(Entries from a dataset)

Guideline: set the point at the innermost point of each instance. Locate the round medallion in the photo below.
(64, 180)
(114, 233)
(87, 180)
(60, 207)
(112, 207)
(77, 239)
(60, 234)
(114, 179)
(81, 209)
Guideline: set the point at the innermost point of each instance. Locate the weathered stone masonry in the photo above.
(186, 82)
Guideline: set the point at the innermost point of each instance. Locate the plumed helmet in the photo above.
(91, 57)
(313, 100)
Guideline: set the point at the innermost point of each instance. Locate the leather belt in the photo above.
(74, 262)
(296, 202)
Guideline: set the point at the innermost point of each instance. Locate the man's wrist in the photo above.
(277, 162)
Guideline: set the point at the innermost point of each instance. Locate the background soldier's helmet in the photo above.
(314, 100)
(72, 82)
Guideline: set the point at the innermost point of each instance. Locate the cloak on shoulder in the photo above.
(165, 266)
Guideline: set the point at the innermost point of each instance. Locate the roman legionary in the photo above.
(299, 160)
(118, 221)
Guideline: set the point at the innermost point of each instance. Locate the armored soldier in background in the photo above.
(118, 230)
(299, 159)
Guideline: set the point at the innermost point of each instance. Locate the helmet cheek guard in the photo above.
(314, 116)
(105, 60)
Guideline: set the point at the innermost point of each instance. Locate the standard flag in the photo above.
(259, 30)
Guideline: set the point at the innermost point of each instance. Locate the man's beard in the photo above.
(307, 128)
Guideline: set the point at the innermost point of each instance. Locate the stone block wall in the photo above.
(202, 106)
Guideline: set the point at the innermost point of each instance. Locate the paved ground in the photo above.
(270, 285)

→ **PROMPT**
Copy out the data again, replacing "innermost point" with "center" everywhere it occurs and leaving everything else the same.

→ **ANSWER FOR THIS EXERCISE**
Guideline: set the point at the center of each instance. Locate the round medallion in the photo below.
(64, 180)
(114, 233)
(87, 180)
(60, 207)
(112, 207)
(77, 239)
(60, 234)
(114, 179)
(81, 209)
Guideline: set the point at the center of each instance. Locate the weathered stone masonry in the photo above.
(186, 82)
Guideline: set the point at the center of each instance. Locate the plumed helmet in the photo above.
(91, 57)
(313, 100)
Guideline: set the point at the center of each instance. Locate the leather belt in the photo above.
(74, 262)
(296, 202)
Guideline: set the point at the center of each instance. Locate the man's wrist in the photo above.
(277, 162)
Guideline: set the point at the center of each instance. Locate the background soldier's helmet in the photo above.
(314, 100)
(72, 82)
Guideline: set the point at the center of each instance. Locate the cloak on shoulder in the photo above.
(165, 266)
Guideline: set the point at the center of each instance. Locate the roman legionary in the photo above.
(299, 160)
(118, 221)
Guideline: set the point at the center of each instance. Locate the armored soldier in background in the photo above.
(118, 230)
(299, 159)
Guideline: set the point at the center of each instance. Locate the helmet cheek guard in the photo above.
(314, 116)
(105, 60)
Guideline: set the point at the center of each instance. Locate the standard flag in the photo above.
(259, 30)
Guideline: set the point at the center of each instance. Locate the man's beard in the photo above.
(307, 128)
Guideline: set the point at the center of each instance. Locate the stone block wall in the photo above.
(202, 106)
Guideline: set the point at the center of each instance. Locate the paved ground in the photo above.
(270, 285)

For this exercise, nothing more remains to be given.